• **Job**:
Your task is to copy the listing exactly, with the pictures left out.

-=-=-=-=-

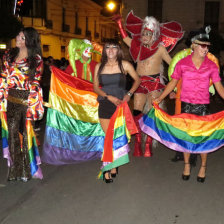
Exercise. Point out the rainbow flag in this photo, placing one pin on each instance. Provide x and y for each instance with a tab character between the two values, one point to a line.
118	135
73	132
185	132
34	156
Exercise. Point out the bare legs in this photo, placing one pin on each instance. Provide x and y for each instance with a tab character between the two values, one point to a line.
201	173
142	104
104	124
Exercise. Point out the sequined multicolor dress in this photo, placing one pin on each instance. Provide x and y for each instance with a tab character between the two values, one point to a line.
21	101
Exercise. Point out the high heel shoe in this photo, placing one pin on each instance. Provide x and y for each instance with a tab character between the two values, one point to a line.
201	179
114	174
186	177
105	179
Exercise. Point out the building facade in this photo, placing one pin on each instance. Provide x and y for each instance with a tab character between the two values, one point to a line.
60	21
191	14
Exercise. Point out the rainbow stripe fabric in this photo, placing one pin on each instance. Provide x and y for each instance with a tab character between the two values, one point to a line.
34	156
118	135
73	132
185	132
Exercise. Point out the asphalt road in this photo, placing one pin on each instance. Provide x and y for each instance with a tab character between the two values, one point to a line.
146	191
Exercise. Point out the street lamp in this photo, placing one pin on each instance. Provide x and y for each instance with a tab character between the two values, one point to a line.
111	5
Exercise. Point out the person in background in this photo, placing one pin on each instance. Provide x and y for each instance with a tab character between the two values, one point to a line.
195	70
148	48
80	58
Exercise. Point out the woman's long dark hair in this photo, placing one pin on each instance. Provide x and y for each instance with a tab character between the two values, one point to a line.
32	42
104	58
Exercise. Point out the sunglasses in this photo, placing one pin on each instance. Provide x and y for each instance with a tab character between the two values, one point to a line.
204	45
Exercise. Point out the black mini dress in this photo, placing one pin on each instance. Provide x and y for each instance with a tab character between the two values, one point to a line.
114	85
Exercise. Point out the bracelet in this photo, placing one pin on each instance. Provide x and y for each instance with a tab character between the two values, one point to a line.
129	93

-=-=-=-=-

• **Exercise output**:
Exercise. Point out the rainbow flag in this photo, placing one pin on each instance. Provide x and y for each instance with a tab character between the two values, one point to a line.
118	135
73	132
185	132
34	156
Exercise. Point out the bare legs in this photo, placing one pin on each instance. Provide x and y for each instance with a tab character between the two values, one point to a line.
201	173
142	104
104	124
Exercise. Point out the sequined multicolor dress in this photo, placing one pin on each instance. Provide x and y for each instance with a tab character between the two values, one point to a line.
21	101
Exercise. Point out the high heel shoe in this photo, placing one pin on each instance. Provide x and y for each instance with a tab character between the two values, one point to a line.
201	179
114	174
186	177
105	179
Exercise. Point out the building facade in this photo, placing one pin on each instance. Provide x and y for each instance with a tab character between the two values, one point to a line.
60	21
191	14
Exercise. Point out the rainbow stripe fabric in this photo, placing one pin on each instance. Provide x and y for each instance with a tab character between the two values, one point to a line.
34	156
118	135
73	132
185	132
Exercise. Point out the asphalt road in this photo, placing one pin on each instance. Provide x and y for each instance with a tab character between the two values, one point to a line.
146	191
Exercise. Point out the street lamp in this photo, placing one pin on each instance. Provide x and y for each instance with a tab character between the two values, one point to a line.
111	5
Exercise. Point out the person in background in this photo, placing one pin on each instance. Provide x and y for each instance with a tab character between the two values, one point to a line.
195	70
148	48
80	58
Exercise. Point out the woman's long dark hair in this photo, placing one pin on each instance. Provide x and y for each instance with a tab character between the two values, one point to a line.
32	42
104	58
Exercise. Point out the sunglasses in this photo, placing one pin on each instance. Provide x and y for each instance with a tab character between the two values, one point to a line.
204	45
Exercise. Point out the black mini dress in this photo, placing one pin on each instance. Provide x and y for each instance with a tab character between the two values, one point to a line.
114	85
Exercise. Point out the bracelet in this photo, placing one pin on each instance. Provide x and y for each instance with a tab character between the two values, one point to a line.
129	93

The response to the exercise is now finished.